==== Excerpt ====
# Flooring for a run-in shed



## PaintHorseMares

Horses that are out 24x7 typically prefer to be out. Our mares use their shelter (10x30) only to get in the shade when the bugs are bad in the summer and when it's around freezing and raining in the winter. Ours is dirt and that is what I would suggest.
_Posted via Mobile Device_


----------



## Iseul

Don't spend the money on concrete unless you're making a wash-rack somewhere on the farm. Cconcrete gets slippery and it's hard on their joints when they're standing on it with no padding. Go ahead and leave it dirt flooring, because it'll be much more "cushy" than concrete, even if it gets dry and hard at some points.
The horses are going to need a bit of shade somewhere..be it some trees in the field or under that run-in. If there aren't trees to provide shade, I'd ensure that there'd be a decent amount of shade under the run-in.
I, personally, think dirt's easier to clean than concrete..I've cleaned on both and it's actually a lot different to try and scoop poop off concrete as opposed to dirt. Unless you want to hose off and let concrete dry, it's a bad idea. With dirt it can be scooped into a pile and tossed out. If they pee, all you have to do is toss a scoop of poop on it and it'll soak it right up, and then out to the manure pile or such. I would advise to clean it at least once a day. We had to clean ours in the morning and evening with 5 horses who just loved to stand in there, but it was fine once in the evening with a different herd of 3 horses, who all would rather be outside grazing.
_Posted via Mobile Device_


----------



## ThatDraftGirl

Cn you come be my dad ad buid me an equine facility? Please?

Dirt floor aremy vote, or you can put rubber mats down... But dirt woud be better...


----------



## Failbhe

We have two run-in sheds (two different pastures) - one was a shed that was on the property already that we converted, and had gravel, and the other one we built and it's just a dirt floor, though we spread straw in both the shelters.

Some horses will like the shed and stand in it a lot, and some don't and hardly use it. Even the horses that don't like to be IN the shed, still use it as a windbreak in harsh weather.
====
* _Requests_:
A: For each statement below, answer yes or no according to the thread on run-in shed flooring, and quote the words of the thread that decide it. (i) PaintHorseMares reports that their mares' shelter has a concrete floor. (ii) Iseul says dirt can be scooped into a pile and tossed out. (iii) Failbhe says that horses that don't like being inside the shed still use it as a windbreak.
B: Pick up the thread on run-in shed flooring after its final post, and write the next reply.
The data comes from a separate source and is not part of the thread on run-in shed flooring.
==== Provided information ====
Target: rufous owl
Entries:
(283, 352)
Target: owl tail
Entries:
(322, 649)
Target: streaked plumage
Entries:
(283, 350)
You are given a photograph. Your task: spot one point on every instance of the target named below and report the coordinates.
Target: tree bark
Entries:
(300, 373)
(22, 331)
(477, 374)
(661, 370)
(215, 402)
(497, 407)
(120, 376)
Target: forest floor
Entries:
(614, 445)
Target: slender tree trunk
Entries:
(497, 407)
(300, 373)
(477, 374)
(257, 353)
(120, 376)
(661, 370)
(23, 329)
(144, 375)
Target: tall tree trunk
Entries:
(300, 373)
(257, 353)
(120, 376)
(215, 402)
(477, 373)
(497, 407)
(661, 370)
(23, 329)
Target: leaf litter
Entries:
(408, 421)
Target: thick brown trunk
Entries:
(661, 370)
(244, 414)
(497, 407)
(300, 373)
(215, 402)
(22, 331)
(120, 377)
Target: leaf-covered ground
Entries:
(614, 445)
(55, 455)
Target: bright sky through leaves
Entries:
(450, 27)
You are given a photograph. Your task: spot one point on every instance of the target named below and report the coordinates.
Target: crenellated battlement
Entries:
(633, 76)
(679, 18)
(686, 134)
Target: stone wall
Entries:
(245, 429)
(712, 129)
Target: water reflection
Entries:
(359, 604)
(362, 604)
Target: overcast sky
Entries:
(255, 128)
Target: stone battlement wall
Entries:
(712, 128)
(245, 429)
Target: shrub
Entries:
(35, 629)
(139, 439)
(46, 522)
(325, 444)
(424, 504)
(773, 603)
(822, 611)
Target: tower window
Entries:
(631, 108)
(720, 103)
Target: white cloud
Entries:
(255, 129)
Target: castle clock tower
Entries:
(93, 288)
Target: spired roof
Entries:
====
* _Solved tasks_:
A:
(i) No: "Ours is dirt and that is what I would suggest."
(ii) Yes: "With dirt it can be scooped into a pile and tossed out."
(iii) Yes: "Even the horses that don't like to be IN the shed, still use it as a windbreak in harsh weather."

B:
----------



## Chevaux

My run in shed is pole construction with dirt floor and open front facing south (our typical winter winds come from the north west where we are). I also feel dirt is safer and easier on the horses. I do not put bedding in mine and clean up isn't a great hardship. The horses make use of the shelter -- they like to come in to shelter from hard driven rain and to get away from the bugs in the summer; during the winter they'll use it to get away from strong cold winds (they go in the barn over night in the winter).


----------



## PaintHorseMares

Failbhe said:


> Even the horses that don't like to be IN the shed, still use it as a windbreak in harsh weather.


Yes...unless it is near freezing (where they will go in), they'll stand right outside the shelter and use it is a wind break.
At least in the US, you want the open side facing south or southeast to block the winter weather.
_Posted via Mobile Device_


----------



## Failbhe

yeah the direction it faces is pretty important too - ours faces East, because there is a thick treeline in that direction that breaks the wind.


----------



## smrobs

I agree, stick with a dirt floor. Concrete is just too dangerous and too hard on them. If you did go with concrete, you'd have to have some sort of non-slip padding on top of it with plenty of bedding...which would be a pain in the butt to keep contained on a windy day.

As for the direction it should face, it should face _away_ from the prevailing winter winds. For example, here in Texas, our winter winds usually come from the north...so my open faced barn faces the south.


----------



## cakemom

Mine must be weirdos, they stand in their stalls all te time with the doors open.
_Posted via Mobile Device_


----------



## Saddlebag

Once the bugs are gone the horses will barely "darken the doorstep". If windy, because it messes with their senses, you will find them bummed up to a wall so they can see all around and not have to worry about being attacked from behind. Mine leave the barn when it's windy and bum up against it. Even during cold winters they won't be inside.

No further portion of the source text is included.